- TASK INPUT -
/---

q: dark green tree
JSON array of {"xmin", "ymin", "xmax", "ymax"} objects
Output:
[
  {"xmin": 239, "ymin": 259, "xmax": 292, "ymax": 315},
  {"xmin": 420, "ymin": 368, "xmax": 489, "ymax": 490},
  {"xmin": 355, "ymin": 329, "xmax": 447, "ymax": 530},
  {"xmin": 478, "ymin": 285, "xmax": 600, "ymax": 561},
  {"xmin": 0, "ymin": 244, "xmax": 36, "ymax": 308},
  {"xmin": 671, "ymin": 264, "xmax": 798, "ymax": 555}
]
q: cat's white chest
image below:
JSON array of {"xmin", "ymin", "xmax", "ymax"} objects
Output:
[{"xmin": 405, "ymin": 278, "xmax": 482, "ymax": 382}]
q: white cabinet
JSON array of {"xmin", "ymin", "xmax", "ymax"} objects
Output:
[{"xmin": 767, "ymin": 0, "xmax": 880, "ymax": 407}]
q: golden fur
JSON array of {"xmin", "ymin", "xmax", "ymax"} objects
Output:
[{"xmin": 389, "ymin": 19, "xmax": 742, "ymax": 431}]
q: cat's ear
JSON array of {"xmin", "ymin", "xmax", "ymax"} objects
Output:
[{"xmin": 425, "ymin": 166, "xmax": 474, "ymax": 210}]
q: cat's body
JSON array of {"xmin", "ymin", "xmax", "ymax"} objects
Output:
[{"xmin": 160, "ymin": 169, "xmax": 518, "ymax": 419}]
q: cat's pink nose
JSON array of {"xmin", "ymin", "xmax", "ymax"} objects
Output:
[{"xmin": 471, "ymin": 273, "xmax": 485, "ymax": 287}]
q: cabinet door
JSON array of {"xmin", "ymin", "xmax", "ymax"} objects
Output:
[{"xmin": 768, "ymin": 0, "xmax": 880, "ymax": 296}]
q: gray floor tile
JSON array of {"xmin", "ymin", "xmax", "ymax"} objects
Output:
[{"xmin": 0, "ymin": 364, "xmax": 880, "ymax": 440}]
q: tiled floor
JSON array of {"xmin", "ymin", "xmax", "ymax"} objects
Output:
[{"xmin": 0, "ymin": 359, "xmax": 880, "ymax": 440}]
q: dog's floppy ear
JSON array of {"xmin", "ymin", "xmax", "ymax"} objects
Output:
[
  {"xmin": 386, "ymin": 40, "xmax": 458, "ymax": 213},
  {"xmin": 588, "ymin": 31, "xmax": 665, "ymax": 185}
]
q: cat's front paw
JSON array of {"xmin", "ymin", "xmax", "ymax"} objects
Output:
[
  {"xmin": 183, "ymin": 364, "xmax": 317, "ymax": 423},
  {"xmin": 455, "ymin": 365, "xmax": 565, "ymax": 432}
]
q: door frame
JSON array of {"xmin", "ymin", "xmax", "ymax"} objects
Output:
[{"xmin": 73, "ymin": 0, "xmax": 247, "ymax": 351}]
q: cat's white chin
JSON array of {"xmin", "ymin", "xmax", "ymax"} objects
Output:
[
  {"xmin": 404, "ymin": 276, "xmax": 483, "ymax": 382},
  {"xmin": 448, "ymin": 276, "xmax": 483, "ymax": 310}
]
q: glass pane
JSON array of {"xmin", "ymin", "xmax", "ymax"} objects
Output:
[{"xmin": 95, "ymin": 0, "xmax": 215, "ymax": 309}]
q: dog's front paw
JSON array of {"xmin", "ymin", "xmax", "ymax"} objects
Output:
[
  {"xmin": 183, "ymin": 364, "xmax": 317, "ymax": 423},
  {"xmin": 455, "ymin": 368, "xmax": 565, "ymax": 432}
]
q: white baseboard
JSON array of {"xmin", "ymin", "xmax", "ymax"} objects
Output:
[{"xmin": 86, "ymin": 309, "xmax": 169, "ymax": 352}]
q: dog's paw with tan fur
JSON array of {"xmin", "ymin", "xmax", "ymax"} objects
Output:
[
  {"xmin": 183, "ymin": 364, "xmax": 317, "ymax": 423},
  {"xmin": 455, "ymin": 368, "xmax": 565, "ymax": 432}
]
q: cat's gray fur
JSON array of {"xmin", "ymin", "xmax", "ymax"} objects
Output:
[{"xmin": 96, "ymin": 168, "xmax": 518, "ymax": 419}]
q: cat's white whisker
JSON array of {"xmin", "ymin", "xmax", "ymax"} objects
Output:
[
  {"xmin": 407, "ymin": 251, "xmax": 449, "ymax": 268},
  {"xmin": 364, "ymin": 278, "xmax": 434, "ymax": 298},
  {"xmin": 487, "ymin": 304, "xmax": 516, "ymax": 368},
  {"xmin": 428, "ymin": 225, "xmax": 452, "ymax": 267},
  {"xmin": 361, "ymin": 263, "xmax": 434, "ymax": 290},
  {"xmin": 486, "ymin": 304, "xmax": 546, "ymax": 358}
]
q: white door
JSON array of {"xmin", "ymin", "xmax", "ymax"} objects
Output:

\---
/---

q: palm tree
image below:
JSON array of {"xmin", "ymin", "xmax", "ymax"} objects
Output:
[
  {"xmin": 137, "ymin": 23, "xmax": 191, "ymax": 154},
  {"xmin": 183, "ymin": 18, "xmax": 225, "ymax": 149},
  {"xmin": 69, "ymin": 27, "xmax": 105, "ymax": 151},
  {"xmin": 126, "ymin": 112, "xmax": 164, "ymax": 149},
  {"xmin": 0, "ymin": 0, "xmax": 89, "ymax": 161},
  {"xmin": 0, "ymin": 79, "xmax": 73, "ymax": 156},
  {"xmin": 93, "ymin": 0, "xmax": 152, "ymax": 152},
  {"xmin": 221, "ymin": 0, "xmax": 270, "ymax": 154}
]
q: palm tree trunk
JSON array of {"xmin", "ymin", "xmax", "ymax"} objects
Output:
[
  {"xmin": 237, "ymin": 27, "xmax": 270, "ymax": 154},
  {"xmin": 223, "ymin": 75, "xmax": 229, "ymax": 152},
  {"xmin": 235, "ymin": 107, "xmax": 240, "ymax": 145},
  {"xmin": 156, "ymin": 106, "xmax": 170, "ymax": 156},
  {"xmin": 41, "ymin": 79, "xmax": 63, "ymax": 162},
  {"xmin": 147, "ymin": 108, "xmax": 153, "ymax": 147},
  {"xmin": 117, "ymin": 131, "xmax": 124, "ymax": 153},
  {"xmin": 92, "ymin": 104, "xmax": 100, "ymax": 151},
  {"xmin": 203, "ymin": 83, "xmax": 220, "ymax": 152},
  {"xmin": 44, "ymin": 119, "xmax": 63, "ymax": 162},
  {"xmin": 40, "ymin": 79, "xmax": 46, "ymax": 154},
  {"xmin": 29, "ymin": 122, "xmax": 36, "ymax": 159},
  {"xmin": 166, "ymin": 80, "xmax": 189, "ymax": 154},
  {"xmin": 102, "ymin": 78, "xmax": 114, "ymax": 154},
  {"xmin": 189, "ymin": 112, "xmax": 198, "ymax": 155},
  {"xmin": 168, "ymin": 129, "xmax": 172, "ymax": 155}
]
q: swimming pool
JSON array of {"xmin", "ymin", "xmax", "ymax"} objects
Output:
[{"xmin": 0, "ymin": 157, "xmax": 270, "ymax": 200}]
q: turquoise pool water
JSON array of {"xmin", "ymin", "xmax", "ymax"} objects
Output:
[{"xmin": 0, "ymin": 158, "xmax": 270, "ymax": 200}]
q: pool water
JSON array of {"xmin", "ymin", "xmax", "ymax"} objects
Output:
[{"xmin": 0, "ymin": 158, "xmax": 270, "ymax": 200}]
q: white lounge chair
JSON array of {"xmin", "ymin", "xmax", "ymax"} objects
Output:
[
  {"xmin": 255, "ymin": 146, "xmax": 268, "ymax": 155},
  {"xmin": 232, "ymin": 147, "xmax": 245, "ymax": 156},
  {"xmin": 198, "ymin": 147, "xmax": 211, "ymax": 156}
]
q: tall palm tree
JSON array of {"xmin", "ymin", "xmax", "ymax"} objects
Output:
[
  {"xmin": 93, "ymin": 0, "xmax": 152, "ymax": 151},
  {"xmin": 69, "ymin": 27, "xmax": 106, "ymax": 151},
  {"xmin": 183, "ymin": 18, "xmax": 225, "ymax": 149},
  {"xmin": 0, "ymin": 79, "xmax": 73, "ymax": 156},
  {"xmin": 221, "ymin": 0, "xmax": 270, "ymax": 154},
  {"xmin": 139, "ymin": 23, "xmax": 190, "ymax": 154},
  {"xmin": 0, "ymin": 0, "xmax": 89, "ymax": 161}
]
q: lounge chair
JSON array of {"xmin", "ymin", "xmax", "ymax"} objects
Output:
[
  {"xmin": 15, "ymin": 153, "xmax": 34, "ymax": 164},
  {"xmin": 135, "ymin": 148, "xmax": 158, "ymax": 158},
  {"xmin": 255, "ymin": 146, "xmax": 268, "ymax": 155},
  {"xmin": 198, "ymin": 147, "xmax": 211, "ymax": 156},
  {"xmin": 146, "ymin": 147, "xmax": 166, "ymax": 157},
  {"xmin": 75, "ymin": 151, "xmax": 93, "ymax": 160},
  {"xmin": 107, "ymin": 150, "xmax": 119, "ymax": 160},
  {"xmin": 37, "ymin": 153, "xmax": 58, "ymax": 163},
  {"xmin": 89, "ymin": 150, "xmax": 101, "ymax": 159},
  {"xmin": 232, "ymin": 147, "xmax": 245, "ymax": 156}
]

\---
/---

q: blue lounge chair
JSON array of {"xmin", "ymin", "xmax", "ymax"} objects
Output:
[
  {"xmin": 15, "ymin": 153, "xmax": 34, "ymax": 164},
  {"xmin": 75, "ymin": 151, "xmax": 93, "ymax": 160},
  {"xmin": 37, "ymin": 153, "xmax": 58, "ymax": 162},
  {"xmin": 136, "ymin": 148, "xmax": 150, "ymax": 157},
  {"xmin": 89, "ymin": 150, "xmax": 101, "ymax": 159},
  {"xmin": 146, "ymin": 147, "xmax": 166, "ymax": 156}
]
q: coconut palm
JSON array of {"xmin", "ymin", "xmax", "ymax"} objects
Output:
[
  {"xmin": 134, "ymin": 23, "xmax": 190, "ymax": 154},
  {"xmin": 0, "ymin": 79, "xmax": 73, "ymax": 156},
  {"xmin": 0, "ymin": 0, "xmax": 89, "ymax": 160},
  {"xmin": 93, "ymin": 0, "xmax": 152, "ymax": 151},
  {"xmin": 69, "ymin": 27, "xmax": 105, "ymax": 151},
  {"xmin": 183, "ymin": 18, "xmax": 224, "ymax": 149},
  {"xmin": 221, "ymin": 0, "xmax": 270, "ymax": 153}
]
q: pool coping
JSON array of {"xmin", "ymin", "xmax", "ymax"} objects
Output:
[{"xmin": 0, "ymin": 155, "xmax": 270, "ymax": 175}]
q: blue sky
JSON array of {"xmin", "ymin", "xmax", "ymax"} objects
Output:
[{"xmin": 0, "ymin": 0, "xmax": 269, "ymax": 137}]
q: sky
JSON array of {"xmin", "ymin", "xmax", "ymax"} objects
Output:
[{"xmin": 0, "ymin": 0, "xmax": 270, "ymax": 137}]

\---

- WORK REQUIRED -
Please select every line in the records that contains the word "door", matching its case exactly, and copy each of those lines.

- SOLUTION TO THIS EXERCISE -
q: cabinet door
q: door frame
q: white door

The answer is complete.